Requirement »
Continue the interview excerpt about ETF investing from where it stops.

Source extract »
>> begin

So, I think that SPDRs also demonstrate the importance of benchmark in that when investors tend to start using ETFs for the first time, they often do use the well-known benchmark product for the S'P emerging markets, things that people know and understand and often use as kind of a core model portfolio asset-allocation building block.

IU.com:So where does it all lead?

Fuhr: Where do we go next? What we’ve seen is that the general investment trends are clearly pushing ETFs along so that investors embrace the idea that having some of their assets managed passively makes a lot of sense. The difficulty in finding active managers that consistently deliver alpha and the impact of not doing so when you’re in a low-return environment becomes a lot more evident to investors—especially when active funds charge higher fees. So the data coming out of S'P last year where they said that 81.2 percent of active large-cap managers in 2011 didn’t beat the S'P 500 Index is supporting the case for low-cost beta.

We are also seeing that investors in general are expanding their investment horizons. What that means is you’re finding investors moving from just looking at the home market to looking at developed markets, looking at emerging markets, looking at frontier markets, looking at different asset classes.

And the teams of people helping them invest are not incrementally getting bigger every time they add a new segment of the market or a new asset class. So, increasingly when people move to multi-asset class investing, they embrace using ETFs because it’s just an easy way to be able in any size allocation to invest in new asset classes, new markets.

>> end

Data records »
>> begin

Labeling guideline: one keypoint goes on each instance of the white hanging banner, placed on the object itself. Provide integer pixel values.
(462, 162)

>> end
>> begin

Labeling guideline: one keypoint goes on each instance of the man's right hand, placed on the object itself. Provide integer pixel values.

>> end

Answer to this exercise »
IU.com:So are you taking the next step, as some ETF-industry partisans might, and arguing that beta perhaps is the new alpha? I’m thinking of some of these advisory firms who say you can use these ETF beta building blocks and construct interesting asset allocations plans that are every bit as effective as alpha generators of yesteryear, such as Bill Miller.

Fuhr: I guess I would go to that level. If I look at the evolution of users of ETFs, in the early days, the users were people on trading desks, because you could use ETFs to go long, you could use them to go short.

But I think the next thing is people who are investment strategists or “ETF strategists”— people who are running funds or separately managed accounts that are predominantly using ETFs as the building blocks. I do believe that you can create portfolios using ETFs that can generate alpha. So although they are low-cost beta used in asset allocation models, they can be used to deliver alpha. And I think it’s probably more likely for many people if they are doing multi-asset class investing that they have the ability to get their asset allocation right and often find it challenging to pick the right stock, bond or fund to represent that asset allocation. And so the ETF is I think a useful tool to be able to move to that idea that they can be used to generate alpha.


IU.com:Right. Now when you use the term “ETF strategist,” just so I understand your use of the term, that’s sort of synonymous with, say, a global macro approach—what a hedge fund might be serving up as a value proposition?

Fuhr: Well it’s funny, because it wouldn’t be my term to use. I’ve been at a conference over the past two days, and a couple of people described themselves as ETF strategists, so they’re running funds, whether it’s a fund or separately managed accounts, and they’re using ETFs predominantly to do so.

And they said this is the descriptive term that Morningstar has coined for them and their contemporaries who do this type of investing. So that’s what I’m just saying. I’m not sure I would use that term, because I would say an investment strategist is someone who talks about strategies or talks about data or talks about something as opposed to running a portfolio.

IU.com:What in your judgment are some investment scenarios where you would not use ETFs? Does this ETF juggernaut have limits?

Fuhr: Well, what everyone has to look at is, is the ETF the right tool to use in any given situation?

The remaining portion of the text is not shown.